AIM OF THE TASK –
Please multiply every answer coordinate by 0.55 in the rows that open with the line containing "Task: locate the rock outcrop, a" and close with the line containing "<point>146,429</point>", rounding each to a whole number with halves going up. Write out that span in full, leaving every other line and number as it stands.

[Point annotation rows]
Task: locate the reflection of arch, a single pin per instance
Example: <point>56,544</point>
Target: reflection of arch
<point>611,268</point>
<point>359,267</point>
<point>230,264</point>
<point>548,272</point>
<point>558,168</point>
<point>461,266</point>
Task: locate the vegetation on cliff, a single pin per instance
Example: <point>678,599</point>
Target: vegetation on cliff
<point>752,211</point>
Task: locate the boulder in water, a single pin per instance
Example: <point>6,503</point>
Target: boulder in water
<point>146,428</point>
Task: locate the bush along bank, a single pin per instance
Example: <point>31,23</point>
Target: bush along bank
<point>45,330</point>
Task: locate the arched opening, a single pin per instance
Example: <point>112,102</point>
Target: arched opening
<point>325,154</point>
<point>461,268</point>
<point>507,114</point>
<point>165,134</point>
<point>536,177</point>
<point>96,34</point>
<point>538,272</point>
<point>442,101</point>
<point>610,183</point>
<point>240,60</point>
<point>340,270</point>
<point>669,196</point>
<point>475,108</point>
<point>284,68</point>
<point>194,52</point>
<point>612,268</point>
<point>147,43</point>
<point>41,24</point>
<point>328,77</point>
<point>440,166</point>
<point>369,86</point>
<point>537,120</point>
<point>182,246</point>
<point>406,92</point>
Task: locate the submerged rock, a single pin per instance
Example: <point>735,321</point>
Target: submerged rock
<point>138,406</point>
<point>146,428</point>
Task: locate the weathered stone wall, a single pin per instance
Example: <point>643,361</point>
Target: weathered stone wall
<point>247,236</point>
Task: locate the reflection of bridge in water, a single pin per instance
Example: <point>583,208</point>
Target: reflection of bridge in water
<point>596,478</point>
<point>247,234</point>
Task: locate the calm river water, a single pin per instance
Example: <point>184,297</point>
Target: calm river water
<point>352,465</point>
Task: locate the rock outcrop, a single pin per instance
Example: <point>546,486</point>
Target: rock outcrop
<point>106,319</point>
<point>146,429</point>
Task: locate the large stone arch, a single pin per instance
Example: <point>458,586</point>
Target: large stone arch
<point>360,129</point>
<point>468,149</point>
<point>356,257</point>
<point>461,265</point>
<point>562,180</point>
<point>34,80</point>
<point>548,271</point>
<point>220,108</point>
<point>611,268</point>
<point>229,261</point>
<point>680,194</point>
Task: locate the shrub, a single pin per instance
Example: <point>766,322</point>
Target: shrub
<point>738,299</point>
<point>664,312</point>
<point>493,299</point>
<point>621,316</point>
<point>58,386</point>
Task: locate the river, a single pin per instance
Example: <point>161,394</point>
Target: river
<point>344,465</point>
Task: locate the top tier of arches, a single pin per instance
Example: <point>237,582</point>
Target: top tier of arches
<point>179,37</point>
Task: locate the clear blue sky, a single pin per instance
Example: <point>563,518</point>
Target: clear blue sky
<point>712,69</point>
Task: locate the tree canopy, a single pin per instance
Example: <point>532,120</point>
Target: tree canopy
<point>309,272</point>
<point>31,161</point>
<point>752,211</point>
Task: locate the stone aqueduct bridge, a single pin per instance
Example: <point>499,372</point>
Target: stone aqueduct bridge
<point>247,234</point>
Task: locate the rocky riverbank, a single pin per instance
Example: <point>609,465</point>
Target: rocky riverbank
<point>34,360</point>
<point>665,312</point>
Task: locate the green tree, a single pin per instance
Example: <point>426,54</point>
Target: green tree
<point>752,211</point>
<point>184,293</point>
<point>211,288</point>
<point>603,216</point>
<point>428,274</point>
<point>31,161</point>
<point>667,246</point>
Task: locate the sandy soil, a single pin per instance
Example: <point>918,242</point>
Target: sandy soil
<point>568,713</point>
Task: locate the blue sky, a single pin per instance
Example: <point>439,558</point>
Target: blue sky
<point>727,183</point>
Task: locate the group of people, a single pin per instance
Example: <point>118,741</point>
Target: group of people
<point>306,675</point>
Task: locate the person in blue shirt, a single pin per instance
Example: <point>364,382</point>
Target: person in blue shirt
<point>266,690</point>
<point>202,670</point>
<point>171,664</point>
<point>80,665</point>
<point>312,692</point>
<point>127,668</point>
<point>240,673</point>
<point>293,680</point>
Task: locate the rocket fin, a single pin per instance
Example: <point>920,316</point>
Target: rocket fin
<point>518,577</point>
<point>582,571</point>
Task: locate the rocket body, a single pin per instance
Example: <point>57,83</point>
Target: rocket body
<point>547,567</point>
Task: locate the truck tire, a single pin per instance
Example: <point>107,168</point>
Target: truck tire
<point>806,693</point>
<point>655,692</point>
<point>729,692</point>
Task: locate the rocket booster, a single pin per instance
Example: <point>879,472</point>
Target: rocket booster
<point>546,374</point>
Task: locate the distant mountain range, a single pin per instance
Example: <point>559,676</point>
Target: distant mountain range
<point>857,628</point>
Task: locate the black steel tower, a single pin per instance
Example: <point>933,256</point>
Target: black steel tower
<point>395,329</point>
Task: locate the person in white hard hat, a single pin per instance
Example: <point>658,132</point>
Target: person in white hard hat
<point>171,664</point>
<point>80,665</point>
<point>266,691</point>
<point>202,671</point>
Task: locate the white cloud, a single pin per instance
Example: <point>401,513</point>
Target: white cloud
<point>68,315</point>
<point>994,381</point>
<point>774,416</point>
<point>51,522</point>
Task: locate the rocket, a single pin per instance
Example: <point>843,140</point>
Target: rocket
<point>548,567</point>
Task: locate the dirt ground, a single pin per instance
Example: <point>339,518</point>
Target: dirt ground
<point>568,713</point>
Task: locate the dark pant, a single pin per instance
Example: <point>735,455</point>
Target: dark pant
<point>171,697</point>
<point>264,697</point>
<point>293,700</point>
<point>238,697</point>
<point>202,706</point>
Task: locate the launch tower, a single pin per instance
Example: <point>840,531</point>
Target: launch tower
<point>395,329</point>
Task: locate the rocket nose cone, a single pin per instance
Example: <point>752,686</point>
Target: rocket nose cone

RESULT –
Task: locate the rock outcrop, a single pin per instance
Example: <point>546,486</point>
Target: rock outcrop
<point>58,175</point>
<point>80,236</point>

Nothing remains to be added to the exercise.